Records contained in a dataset
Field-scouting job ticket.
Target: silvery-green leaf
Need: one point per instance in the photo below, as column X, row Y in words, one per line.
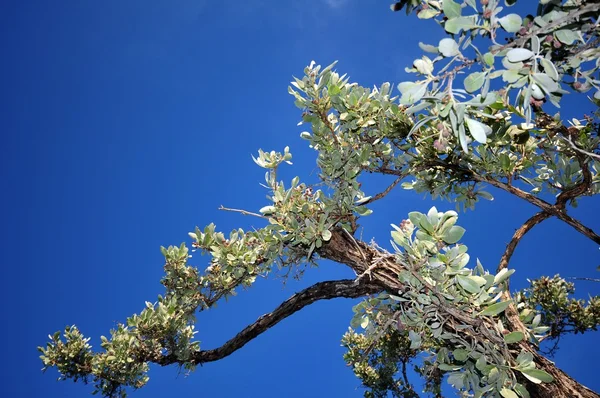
column 489, row 58
column 506, row 393
column 463, row 138
column 428, row 48
column 537, row 92
column 454, row 234
column 451, row 9
column 414, row 93
column 478, row 130
column 474, row 81
column 427, row 13
column 448, row 47
column 511, row 22
column 546, row 82
column 511, row 75
column 503, row 275
column 471, row 284
column 454, row 25
column 460, row 354
column 537, row 376
column 519, row 54
column 566, row 36
column 495, row 308
column 514, row 337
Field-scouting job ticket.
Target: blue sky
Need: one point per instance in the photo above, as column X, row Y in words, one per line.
column 127, row 123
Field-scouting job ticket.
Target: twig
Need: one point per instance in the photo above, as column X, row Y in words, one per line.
column 244, row 212
column 582, row 151
column 578, row 278
column 519, row 233
column 384, row 193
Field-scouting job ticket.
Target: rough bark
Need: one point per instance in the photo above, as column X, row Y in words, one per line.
column 369, row 262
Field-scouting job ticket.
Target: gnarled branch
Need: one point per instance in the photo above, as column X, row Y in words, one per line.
column 320, row 291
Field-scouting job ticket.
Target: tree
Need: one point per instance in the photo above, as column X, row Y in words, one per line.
column 426, row 296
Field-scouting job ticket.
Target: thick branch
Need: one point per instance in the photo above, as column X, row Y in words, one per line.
column 320, row 291
column 519, row 233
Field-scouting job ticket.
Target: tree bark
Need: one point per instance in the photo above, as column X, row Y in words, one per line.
column 382, row 269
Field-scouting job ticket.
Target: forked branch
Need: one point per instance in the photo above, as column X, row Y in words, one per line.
column 320, row 291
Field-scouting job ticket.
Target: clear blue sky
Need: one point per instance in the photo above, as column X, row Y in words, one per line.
column 127, row 123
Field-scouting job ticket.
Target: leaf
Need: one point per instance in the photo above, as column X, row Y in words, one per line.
column 489, row 59
column 267, row 210
column 514, row 337
column 549, row 68
column 503, row 275
column 451, row 9
column 415, row 340
column 454, row 25
column 478, row 130
column 474, row 81
column 511, row 22
column 448, row 47
column 460, row 354
column 546, row 82
column 471, row 284
column 537, row 375
column 428, row 48
column 567, row 36
column 519, row 54
column 412, row 93
column 522, row 391
column 506, row 393
column 427, row 13
column 495, row 308
column 454, row 234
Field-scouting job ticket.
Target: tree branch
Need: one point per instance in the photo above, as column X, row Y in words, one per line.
column 319, row 291
column 387, row 190
column 519, row 233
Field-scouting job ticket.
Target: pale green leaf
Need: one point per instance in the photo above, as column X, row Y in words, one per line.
column 537, row 375
column 511, row 22
column 495, row 308
column 448, row 47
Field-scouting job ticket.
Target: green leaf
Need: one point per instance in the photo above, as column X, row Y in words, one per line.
column 454, row 25
column 503, row 275
column 522, row 391
column 489, row 59
column 511, row 22
column 415, row 340
column 427, row 13
column 549, row 68
column 448, row 47
column 471, row 284
column 506, row 393
column 460, row 354
column 567, row 36
column 495, row 309
column 478, row 130
column 546, row 82
column 519, row 54
column 514, row 337
column 454, row 234
column 474, row 81
column 537, row 375
column 451, row 9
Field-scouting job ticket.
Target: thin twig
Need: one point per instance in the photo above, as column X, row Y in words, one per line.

:: What you have to do ::
What is needed is every line from the start of the entries through the line containing "Target: silvery-green leaf", returned word for word and nothing else.

:: Exercise answer ::
Field-scouting job ticket.
Target: silvery-green leaf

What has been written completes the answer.